Directions:
1. For each statement, answer yes or no as to whether it agrees with the merger proposal text, and quote the words of the text that decide it: (a) Cooper shareholders would receive consideration made up of 75% Danaher stock and 25% cash; (b) the two companies met on July 20, 2001; (c) Cooper's next scheduled Board meeting is on August 7.
2. Resume the merger proposal text after its last sentence, keeping the voice of the letter.

We are deeply committed to achieving a mutually beneficial negotiated
transaction with Cooper and we stand ready to meet with Cooper at any time."
    Danaher has proposed a merger in which Cooper shareholders would receive
consideration consisting of 75% Danaher stock and 25% cash.  Specifically,
each Cooper share would be converted into $14.50 in cash and 0.7650 Danaher
shares at the high end of the proposed range, or $13.50 in cash and
0.7123 Danaher shares at the low end of the proposed range (subject to cash
elections if desired).  The Danaher proposal would provide a value of $54.00
to $58.00 for each Cooper share based on Danaher's closing share price on
July 20, 2001, the day before the two companies met to discuss Danaher's
proposal.

    The following letter was sent by Mr. Culp on July 25, 2001 to Mr. H. John
Riley, Jr., Chairman and Chief Executive Officer of Cooper Industries:

    Dear John:

    Pat Allender and I enjoyed meeting with you, Brad McWilliams and Dave
White this past Saturday to discuss our proposal for a business combination
between Danaher Corporation and Cooper Industries, Inc.  We appreciate your
time, as well as your assurance that our offer will be relayed to and duly
considered by the Cooper Board of Directors.  As we indicated to you, however,
in light of the accelerated timetable for the shareholder vote to consider
your proposal to reincorporate Cooper in Bermuda and the fact that we are
offering a substantial premium to Cooper shareholders, we believe it would be
appropriate for our proposal to be considered more promptly than at your next
scheduled Board meeting on August 7.  I thought it would be useful to
memorialize for you and to set out for the Cooper Board of Directors the
specifics of our proposed business combination so that your Board will have
the benefit of our thinking and be able to consider our proposal fully and
expeditiously.
    As you know, we at Danaher have for some time believed that a combination
of our two companies would create an exciting global enterprise with critical
mass and leverageable strengths across many product platforms that would drive
revenue growth, reduce costs and improve operational efficiency.  Such a
merger would be extremely compelling from both an industrial and a financial
perspective.  With combined revenues in excess of $8 billion and annual
operating profit well in excess of $1 billion, the combined company would have
a powerful financial base from which to further enhance growth both
organically and through acquisitions. The strength of the combined balance
sheet and the new opportunities that will be created will deliver superior
returns to our combined shareholder base with benefits flowing to our
customers, associates, suppliers and other constituencies as well.  The
excellent fit between our two companies is evident to us not only in the
complementary nature of our businesses along product and geographic lines, and
in our mutual commitment to operating excellence, but also in our strategic
vision.  You have made it clear that your primary reasons for proposing to
reincorporate Cooper in Bermuda are the opportunity to enhance cash flow and
with the additional cash be a more effective player in the consolidating
sectors in which we both operate.  As you will recall, this was the essential
rationale for combining our two fine companies that my predecessor, George
Sherman, emphasized in his letter to you on August 17, 1999.  It was prescient
then and is even more persuasive today.  We believe that a combination with
Danaher would accelerate the fulfillment of your own desired objectives.

Material supplied:
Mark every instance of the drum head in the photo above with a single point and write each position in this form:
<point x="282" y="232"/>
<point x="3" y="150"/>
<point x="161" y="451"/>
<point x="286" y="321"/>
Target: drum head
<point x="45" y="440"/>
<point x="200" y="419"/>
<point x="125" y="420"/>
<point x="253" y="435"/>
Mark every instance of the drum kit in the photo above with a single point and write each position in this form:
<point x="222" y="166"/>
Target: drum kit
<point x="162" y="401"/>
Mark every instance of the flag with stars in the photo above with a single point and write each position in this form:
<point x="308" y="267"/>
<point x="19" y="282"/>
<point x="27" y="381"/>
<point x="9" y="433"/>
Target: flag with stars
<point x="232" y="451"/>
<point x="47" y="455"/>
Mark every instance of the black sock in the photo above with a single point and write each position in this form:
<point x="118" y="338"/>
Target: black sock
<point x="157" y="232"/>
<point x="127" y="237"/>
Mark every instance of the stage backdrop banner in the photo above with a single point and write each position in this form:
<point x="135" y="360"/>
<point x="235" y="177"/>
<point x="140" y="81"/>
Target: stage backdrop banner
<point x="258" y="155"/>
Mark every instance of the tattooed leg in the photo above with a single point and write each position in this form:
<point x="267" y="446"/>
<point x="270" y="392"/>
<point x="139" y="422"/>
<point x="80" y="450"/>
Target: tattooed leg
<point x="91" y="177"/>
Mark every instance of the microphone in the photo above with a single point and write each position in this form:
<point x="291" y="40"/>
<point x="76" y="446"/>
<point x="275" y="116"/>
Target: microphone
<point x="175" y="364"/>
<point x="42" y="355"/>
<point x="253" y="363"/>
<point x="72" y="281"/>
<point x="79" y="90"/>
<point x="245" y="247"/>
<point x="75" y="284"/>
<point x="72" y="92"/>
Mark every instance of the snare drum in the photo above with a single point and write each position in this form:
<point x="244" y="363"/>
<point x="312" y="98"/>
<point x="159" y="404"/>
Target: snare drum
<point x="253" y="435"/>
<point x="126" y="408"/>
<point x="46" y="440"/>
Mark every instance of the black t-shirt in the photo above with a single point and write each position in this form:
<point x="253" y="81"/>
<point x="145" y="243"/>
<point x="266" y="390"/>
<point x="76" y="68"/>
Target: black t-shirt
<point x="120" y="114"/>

Outputs:
1.
(a) Yes: "consideration consisting of 75% Danaher stock and 25% cash."
(b) No: "July 20, 2001, the day before the two companies met to discuss Danaher's proposal."
(c) Yes: "your next scheduled Board meeting on August 7."

2.
    It has been almost two years since you rejected George's proposal for a
merger, which also offered a significant premium to Cooper's shareholders, in
order to pursue your business strategy independently.  Because you had no
interest in pursuing a negotiated transaction, we did not pursue the matter at
that time, although we continued to believe in the tremendous value of
combining our two companies.  A comparison of our respective companies'
financial results and share price performance from that time clearly indicates
that your shareholders would have realized significant additional value had
you accepted our earlier proposal.  Since the date of George's letter to you,
Danaher's stock has outperformed Cooper's stock and the S&P 500 by
25 percentage points and 7 percentage points, respectively (a trend that has
held true for the past three, five and ten year periods as well).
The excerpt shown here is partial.